-- Begin Material provided --

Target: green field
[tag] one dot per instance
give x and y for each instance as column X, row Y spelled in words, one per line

-- End Material provided --
-- Begin Material provided --

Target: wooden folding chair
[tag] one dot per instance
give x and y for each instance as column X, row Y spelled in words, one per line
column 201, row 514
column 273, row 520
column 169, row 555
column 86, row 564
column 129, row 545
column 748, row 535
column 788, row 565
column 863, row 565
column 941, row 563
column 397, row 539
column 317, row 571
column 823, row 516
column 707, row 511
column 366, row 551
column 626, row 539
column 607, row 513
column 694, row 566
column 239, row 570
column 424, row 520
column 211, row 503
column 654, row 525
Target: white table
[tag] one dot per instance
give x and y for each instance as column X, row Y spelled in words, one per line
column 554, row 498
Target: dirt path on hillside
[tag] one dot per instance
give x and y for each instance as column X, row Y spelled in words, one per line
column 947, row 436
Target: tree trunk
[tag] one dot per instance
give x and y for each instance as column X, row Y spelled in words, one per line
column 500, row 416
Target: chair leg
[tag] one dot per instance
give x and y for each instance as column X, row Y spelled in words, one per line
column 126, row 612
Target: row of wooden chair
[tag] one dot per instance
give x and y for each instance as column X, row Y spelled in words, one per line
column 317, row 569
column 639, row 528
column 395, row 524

-- End Material provided --
-- Begin Material provided --

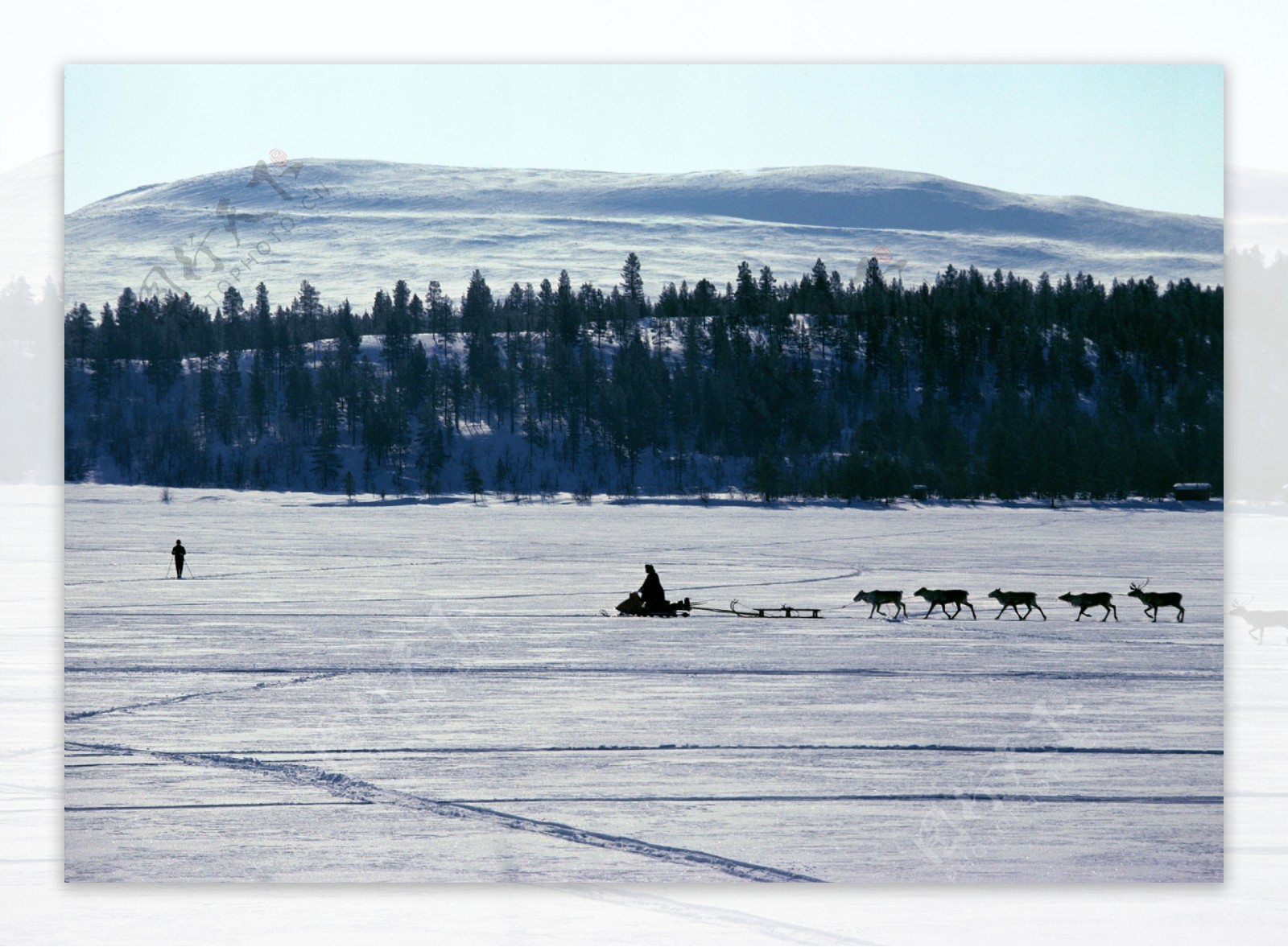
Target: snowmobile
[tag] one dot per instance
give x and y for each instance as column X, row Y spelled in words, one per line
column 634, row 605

-- End Material provided --

**Stated task:** Copy out the lines of the data above word for word, from the line containing "Target: chair leg" through the line containing "column 126, row 612", both included.

**Written solution:**
Target: chair leg
[tag] one dot per instance
give x and y for each instance as column X, row Y spelled in words, one per line
column 126, row 612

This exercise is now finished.